• Work required: Within the entries that follow, show each line where the word "blurred" occurs.

*** The records ***

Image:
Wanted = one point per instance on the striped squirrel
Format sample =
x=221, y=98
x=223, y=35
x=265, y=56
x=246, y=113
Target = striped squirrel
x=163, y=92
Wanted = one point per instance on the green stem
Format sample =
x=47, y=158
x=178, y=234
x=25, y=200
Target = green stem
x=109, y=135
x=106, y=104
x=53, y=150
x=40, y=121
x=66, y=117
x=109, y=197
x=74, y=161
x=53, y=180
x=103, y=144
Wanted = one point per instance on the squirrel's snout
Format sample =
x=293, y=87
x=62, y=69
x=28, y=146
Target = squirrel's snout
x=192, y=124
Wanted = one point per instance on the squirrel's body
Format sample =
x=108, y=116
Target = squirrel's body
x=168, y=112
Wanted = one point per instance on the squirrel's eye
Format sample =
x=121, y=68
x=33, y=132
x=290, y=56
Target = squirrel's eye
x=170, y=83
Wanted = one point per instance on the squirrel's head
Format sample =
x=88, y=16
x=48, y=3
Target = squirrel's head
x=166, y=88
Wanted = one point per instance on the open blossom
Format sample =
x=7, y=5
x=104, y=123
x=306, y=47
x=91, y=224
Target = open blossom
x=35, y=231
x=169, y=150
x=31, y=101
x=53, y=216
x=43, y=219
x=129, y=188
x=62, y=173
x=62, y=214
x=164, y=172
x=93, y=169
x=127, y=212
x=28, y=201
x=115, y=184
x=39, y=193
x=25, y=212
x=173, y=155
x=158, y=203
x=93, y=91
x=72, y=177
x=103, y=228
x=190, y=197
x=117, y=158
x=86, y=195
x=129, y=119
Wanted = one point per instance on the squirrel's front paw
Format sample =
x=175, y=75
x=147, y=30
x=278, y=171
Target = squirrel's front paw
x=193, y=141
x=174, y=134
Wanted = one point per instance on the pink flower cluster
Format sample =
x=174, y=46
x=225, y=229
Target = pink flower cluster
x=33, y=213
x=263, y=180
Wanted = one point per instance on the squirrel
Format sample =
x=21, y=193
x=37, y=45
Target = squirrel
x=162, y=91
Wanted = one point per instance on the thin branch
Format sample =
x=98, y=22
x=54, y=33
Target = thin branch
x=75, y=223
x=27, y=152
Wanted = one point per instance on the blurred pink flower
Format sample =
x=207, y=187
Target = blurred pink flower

*** End of The records ***

• Response below:
Wanted = one point per instance on the blurred pink flower
Target = blurred pink flower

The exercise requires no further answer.